TASK ITEM => Below is a block of records; please copy all of them exactly.

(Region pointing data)
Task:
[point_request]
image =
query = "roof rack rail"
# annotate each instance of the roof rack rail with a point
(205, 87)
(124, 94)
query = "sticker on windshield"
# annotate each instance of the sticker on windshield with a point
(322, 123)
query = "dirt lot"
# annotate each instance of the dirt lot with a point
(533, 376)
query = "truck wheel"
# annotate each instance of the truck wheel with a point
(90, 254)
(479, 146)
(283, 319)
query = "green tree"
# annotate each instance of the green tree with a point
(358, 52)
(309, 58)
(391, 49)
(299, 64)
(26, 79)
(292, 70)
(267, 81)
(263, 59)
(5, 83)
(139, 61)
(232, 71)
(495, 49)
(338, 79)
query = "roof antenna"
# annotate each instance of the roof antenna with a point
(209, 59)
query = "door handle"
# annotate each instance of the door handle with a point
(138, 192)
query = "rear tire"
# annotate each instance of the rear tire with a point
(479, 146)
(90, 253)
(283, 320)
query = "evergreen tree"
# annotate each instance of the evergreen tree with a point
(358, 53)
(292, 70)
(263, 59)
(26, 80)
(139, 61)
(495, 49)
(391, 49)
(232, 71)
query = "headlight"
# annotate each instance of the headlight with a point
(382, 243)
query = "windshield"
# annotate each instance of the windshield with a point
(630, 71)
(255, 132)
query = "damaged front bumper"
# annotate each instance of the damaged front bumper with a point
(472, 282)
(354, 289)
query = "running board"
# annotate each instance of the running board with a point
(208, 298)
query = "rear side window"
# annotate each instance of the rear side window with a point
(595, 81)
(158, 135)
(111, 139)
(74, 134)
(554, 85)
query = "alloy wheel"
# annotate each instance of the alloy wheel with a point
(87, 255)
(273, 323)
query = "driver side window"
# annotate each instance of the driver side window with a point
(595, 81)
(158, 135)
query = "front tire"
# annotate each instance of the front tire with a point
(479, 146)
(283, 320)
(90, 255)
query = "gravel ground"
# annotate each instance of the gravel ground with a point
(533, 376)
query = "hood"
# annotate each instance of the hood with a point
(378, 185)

YOUR SOLUTION =>
Task:
[point_request]
image =
query = "roof rack rail"
# annotate each instance of the roof rack rail with a point
(205, 87)
(124, 94)
query = "sticker on windshield"
# annotate each instance of the sticker on windshield with a point
(322, 123)
query = "dirt lot"
# annotate each instance of the dirt lot with a point
(533, 376)
query = "truck wheel"
# annotate each instance of the truck wheel with a point
(90, 254)
(479, 146)
(283, 319)
query = "green tree"
# annotate each instance of the green tree with a point
(358, 52)
(309, 58)
(391, 49)
(299, 64)
(26, 79)
(292, 70)
(267, 81)
(263, 59)
(5, 83)
(139, 61)
(232, 71)
(495, 49)
(338, 79)
query = "roof antenna"
# annotate each instance of the roof antenna with a point
(209, 59)
query = "door handle"
# annotate each instance of the door handle with a point
(138, 192)
query = "rear tire"
# annotate each instance of the rear tire with a point
(479, 146)
(90, 253)
(283, 320)
query = "evergreen tree"
# annotate each instance of the evergreen tree with a point
(358, 53)
(292, 70)
(263, 59)
(26, 80)
(139, 61)
(495, 49)
(391, 49)
(232, 71)
query = "headlight"
# annotate each instance of the headlight with a point
(382, 243)
query = "windshield"
# annotate each instance of the windshield with a point
(630, 71)
(255, 132)
query = "damaged front bumper"
# annotate each instance of the damaged front bumper with a point
(472, 282)
(354, 289)
query = "running board"
# annotate each instance of the running board with a point
(208, 298)
query = "rear side window"
# annotate each instance of the rear side window with a point
(595, 81)
(158, 135)
(111, 139)
(74, 134)
(554, 85)
query = "alloy wheel"
# annotate each instance of the alloy wheel with a point
(87, 255)
(273, 323)
query = "driver side window"
# annotate each instance of the driver side window with a point
(595, 81)
(158, 135)
query = "front tire"
# annotate each instance of the front tire with a point
(479, 146)
(283, 320)
(90, 255)
query = "gravel ground"
# annotate each instance of the gravel ground with a point
(533, 376)
query = "hood"
# annotate each instance of the hood with a point
(378, 185)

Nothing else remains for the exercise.